Source
Réalisé par Duccio Chiarini. Italie. Comédie. 1h26 (Sortie le 17 juin 2015). Avec Matteo Creatini, Franscesca Agostini, Nicola Nocchi, Mariana Raschillà, Bianca Ceravolo, Bianca Nappi, Michele Crestacciet Francesco Acquaroli.
Duccio Chiarini a placé son premier long-métrage sous le signe de la fraîcheur. Et, le moins que l'on puisse dire, c'est que cela paraît d'une originalité folle.
Totalement dénué de valeur sociologique, ne cherchant pas à donner à voir la vérité statistique des adolescents de 17 ans, "L'éveil d'Edoardo" est un film qui a le charme de l'anecdote et la prétention de la traiter comme il l'entend, c'est-à-dire sans en faire un drame et avec le plus de légèreté possible.
Avec son physique de grand ado bouclé au grand nez, Edoardo fait du vélo et va à la pêche. Son copain Arturo est porté sur la chose, au moins en paroles. Edoardo, lui, porte un lourd secret question zizi, un lourd secret qui se soigne en quelques secondes, et au prix du prépuce, mais qu'il lui aura fallu des années pour régler.
"L'éveil d'Edoardo" est le récit mi-Nanni Morreti mi-Philip Roth de ce moment où tout va basculer pour lui, où le décalotage de son gland va libérer sa parole et changer sa vie.
"L'éveil d'Edoardo" de Duccio Chiarini a une qualité première rare : il rend crédible ses idées saugrenues. Alors que dans la première scène, toute la petite famille d'Edoardo inspecte minutieusement sa verge de tout petit garçon et constate qu'il y a une fine peau qui en rend l'usage difficile, on comprend en voyant vivre toute cette tribu un peu barrée qu'elle ait cru le problème réglé tout seul.

Données
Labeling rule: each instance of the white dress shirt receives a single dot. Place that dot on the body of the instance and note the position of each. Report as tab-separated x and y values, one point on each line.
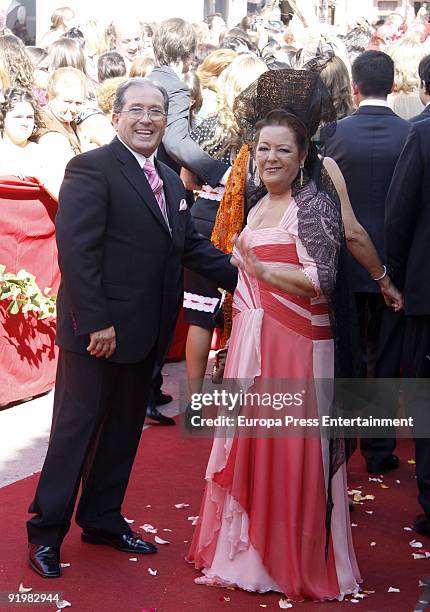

À faire
Résumez en deux phrases la critique consacrée au film « L'éveil d'Edoardo ».

Exercice corrigé
« L'éveil d'Edoardo », premier long-métrage de l'Italien Duccio Chiarini, est une comédie qui raconte avec le plus de légèreté possible, sans en faire un drame, l'histoire d'un adolescent. Edoardo porte un lourd secret intime qu'il lui aura fallu des années pour régler, et la résolution de ce problème va libérer sa parole et changer sa vie.